=== Provided passage ===

A mobile phone repair shop categorized the type of repair work it carried out over a year and found the following data:
  
* __Cracked Screen__ 125
* __Scratched Screen__ 228
* __Forgotten Pass code__ 91
* __Water Damage__ 188
* __Battery Replacement__ 111
* __Software Virus__ 82
* __Phone Bricking__ 188
* __Damaged Connector__ 41
  
Given this data, answer the following:

1. Find the total number of repairs in the year.

2. Construct a vector to represent the relative frequencies of each of these classes.

3. Use this vector of relative frequencies to construct a Pareto chart of this data.

4. From the Pareto chart determine the causes of phone damage owners should address to reduce repairs by at lease 25%.

=== Input data ===

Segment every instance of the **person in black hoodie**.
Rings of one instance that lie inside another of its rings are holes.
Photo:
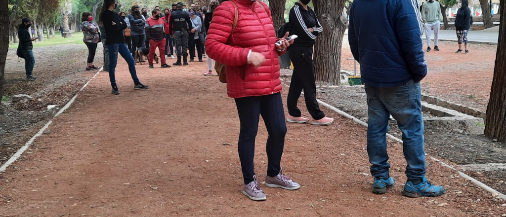
[[[112,94],[115,95],[119,94],[114,77],[118,52],[128,64],[130,75],[134,80],[134,89],[148,88],[147,85],[142,84],[139,81],[137,72],[135,69],[135,61],[125,44],[123,30],[126,28],[126,23],[118,13],[113,11],[117,7],[117,5],[115,0],[104,0],[104,5],[100,11],[100,21],[99,23],[99,25],[104,26],[107,35],[105,44],[109,50],[109,78],[111,81],[111,86],[112,86]]]
[[[458,49],[455,52],[462,52],[462,44],[464,44],[466,48],[465,53],[469,54],[468,49],[468,32],[471,27],[471,10],[468,6],[469,3],[468,0],[459,1],[460,8],[457,11],[457,15],[455,18],[455,29],[457,31],[457,38],[458,39]]]
[[[33,71],[33,66],[35,66],[35,58],[33,57],[33,45],[32,41],[36,40],[30,35],[28,28],[31,26],[31,20],[27,18],[21,20],[21,24],[19,25],[19,30],[18,31],[18,37],[19,38],[19,44],[18,49],[23,55],[25,59],[25,72],[26,74],[26,80],[33,80],[37,78],[32,75]]]
[[[312,124],[326,125],[334,121],[327,118],[320,109],[316,100],[316,83],[313,69],[313,46],[316,36],[323,31],[314,11],[308,6],[311,0],[300,0],[290,10],[288,23],[291,35],[299,36],[290,46],[290,59],[293,63],[293,74],[291,76],[288,91],[287,105],[288,122],[305,123],[309,120],[302,117],[297,107],[297,102],[304,90],[306,106],[313,117]]]

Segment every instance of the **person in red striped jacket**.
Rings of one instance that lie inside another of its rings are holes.
[[[153,10],[151,12],[151,16],[146,21],[145,29],[146,38],[149,41],[149,55],[148,56],[148,61],[149,68],[153,68],[153,60],[155,57],[155,51],[156,47],[160,51],[160,60],[161,62],[161,68],[170,68],[171,66],[167,65],[165,59],[165,24],[163,19],[160,19],[161,13],[158,9]]]

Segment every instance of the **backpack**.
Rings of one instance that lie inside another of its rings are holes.
[[[232,24],[232,32],[230,32],[230,37],[228,38],[227,44],[230,43],[231,38],[232,38],[232,34],[234,33],[234,30],[235,30],[235,27],[237,26],[237,21],[239,20],[239,10],[237,9],[237,5],[233,1],[230,0],[230,2],[234,5],[234,8],[235,8],[235,16],[234,17],[234,23]],[[256,2],[256,3],[260,4],[262,7],[264,8],[265,12],[267,12],[267,9],[264,7],[264,5],[259,2]],[[220,81],[222,83],[227,83],[227,76],[225,74],[225,67],[224,64],[218,61],[216,61],[215,63],[215,69],[216,70],[216,72],[218,74],[218,77],[220,78]]]

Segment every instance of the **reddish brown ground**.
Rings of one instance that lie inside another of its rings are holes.
[[[288,191],[262,185],[268,200],[252,201],[240,192],[239,124],[233,100],[217,77],[201,76],[206,63],[168,69],[138,66],[141,81],[150,85],[145,90],[133,89],[124,62],[119,65],[121,95],[110,94],[107,74],[101,73],[51,125],[51,133],[1,175],[0,216],[506,213],[504,201],[435,162],[428,176],[447,193],[403,197],[405,161],[401,146],[394,143],[391,175],[397,185],[384,195],[372,194],[372,178],[362,174],[369,173],[366,129],[326,110],[336,118],[335,124],[288,125],[282,166],[303,187]],[[266,137],[261,124],[255,161],[261,181]]]
[[[347,36],[343,43],[342,68],[353,70]],[[424,47],[426,46],[424,46]],[[440,41],[440,51],[426,52],[427,76],[422,91],[429,95],[486,112],[494,73],[497,46],[469,44],[470,54],[455,54],[456,42]],[[360,66],[357,66],[359,72]]]

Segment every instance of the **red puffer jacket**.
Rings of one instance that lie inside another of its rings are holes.
[[[267,5],[250,0],[233,0],[239,12],[237,25],[229,44],[235,16],[234,5],[224,2],[215,10],[207,33],[205,52],[217,61],[224,63],[229,97],[272,94],[281,91],[278,40],[271,12]],[[247,64],[249,50],[263,55],[266,61],[255,67]]]

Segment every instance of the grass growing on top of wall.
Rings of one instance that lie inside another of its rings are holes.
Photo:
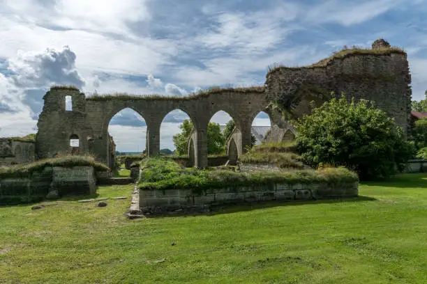
[[[8,139],[18,141],[18,142],[36,142],[36,134],[31,133],[31,134],[28,134],[24,136],[24,137],[8,137]]]
[[[162,157],[147,158],[141,162],[138,186],[142,190],[190,189],[193,192],[224,187],[250,186],[271,183],[337,184],[359,180],[355,173],[344,168],[292,172],[237,173],[231,171],[207,171],[185,168],[172,160]]]
[[[95,161],[90,156],[63,156],[46,159],[33,163],[19,164],[14,166],[0,167],[0,178],[26,178],[34,172],[42,171],[46,166],[71,168],[77,166],[91,166],[96,171],[107,171],[110,168],[103,164]]]
[[[252,152],[297,152],[297,143],[292,142],[263,142],[255,147]]]
[[[332,55],[328,58],[322,59],[319,62],[313,63],[308,66],[302,67],[286,67],[281,65],[273,64],[269,66],[269,73],[274,72],[281,68],[286,68],[290,69],[301,69],[301,68],[310,68],[315,67],[326,67],[327,65],[336,58],[344,58],[348,56],[357,56],[357,55],[389,55],[391,54],[406,54],[406,52],[401,48],[397,47],[382,47],[382,48],[359,48],[354,47],[352,48],[343,48],[338,52],[333,52]]]
[[[113,94],[96,95],[91,97],[87,97],[87,100],[91,101],[111,101],[111,100],[195,100],[200,97],[209,97],[213,94],[221,93],[225,92],[238,92],[241,93],[264,93],[265,88],[264,86],[252,86],[247,88],[219,88],[213,87],[207,90],[200,90],[197,93],[193,93],[190,95],[184,97],[177,96],[166,96],[158,94],[136,95],[130,95],[126,93],[117,93]]]

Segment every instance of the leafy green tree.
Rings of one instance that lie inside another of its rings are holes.
[[[413,153],[394,120],[366,100],[332,99],[297,125],[297,150],[307,164],[345,166],[364,180],[396,173]]]
[[[417,150],[427,147],[427,118],[419,119],[415,122],[413,133]]]
[[[426,98],[421,100],[419,102],[414,100],[412,101],[412,111],[419,112],[427,112],[427,90],[424,92]]]
[[[179,125],[181,133],[173,136],[174,145],[177,148],[176,152],[178,155],[187,154],[188,152],[188,139],[193,131],[193,123],[189,119],[186,119],[182,124]]]
[[[181,133],[174,136],[174,145],[179,155],[188,154],[188,139],[193,132],[193,123],[186,119],[179,126]],[[207,129],[208,155],[220,154],[224,150],[225,139],[218,123],[209,123]]]

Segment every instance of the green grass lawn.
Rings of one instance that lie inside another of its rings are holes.
[[[0,207],[0,283],[426,283],[427,174],[359,193],[135,220],[130,199]]]

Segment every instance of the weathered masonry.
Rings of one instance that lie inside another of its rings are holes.
[[[66,97],[70,96],[72,109],[66,109]],[[255,117],[267,111],[264,87],[218,89],[186,97],[161,96],[99,96],[85,97],[79,90],[54,87],[43,97],[37,134],[39,158],[61,153],[91,154],[110,166],[114,157],[110,150],[108,124],[119,111],[130,108],[142,116],[147,127],[149,155],[160,151],[160,127],[165,116],[180,109],[186,112],[194,125],[189,141],[189,156],[197,167],[207,166],[207,125],[218,111],[227,112],[236,122],[232,151],[237,155],[250,144],[251,126]]]
[[[214,89],[184,97],[162,96],[103,95],[85,97],[77,88],[54,87],[46,93],[38,123],[38,158],[60,153],[91,154],[111,166],[114,142],[108,124],[117,112],[130,108],[140,113],[147,125],[147,151],[160,150],[160,127],[170,111],[186,112],[194,125],[188,153],[192,164],[207,166],[207,125],[218,111],[227,112],[236,128],[227,141],[228,156],[235,160],[250,144],[251,125],[260,111],[270,116],[271,128],[267,139],[292,140],[294,128],[284,118],[284,111],[294,118],[310,111],[310,102],[322,103],[344,92],[347,98],[373,100],[406,132],[410,119],[411,77],[407,55],[391,48],[383,40],[370,49],[340,52],[318,63],[301,68],[278,67],[267,74],[264,86]],[[72,109],[66,109],[66,97]]]

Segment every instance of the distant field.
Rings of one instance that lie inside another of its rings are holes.
[[[0,207],[0,283],[426,283],[427,174],[359,193],[137,220],[130,199]]]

===

* [Problem details]:
Retype the repair shop text, starting with "Given this data, answer" and going on through "at lease 25%.". None of the items are needed for this work.

* [Your solution]:
Given this data, answer the following:

1. Find the total number of repairs in the year.

2. Construct a vector to represent the relative frequencies of each of these classes.

3. Use this vector of relative frequencies to construct a Pareto chart of this data.

4. From the Pareto chart determine the causes of phone damage owners should address to reduce repairs by at lease 25%.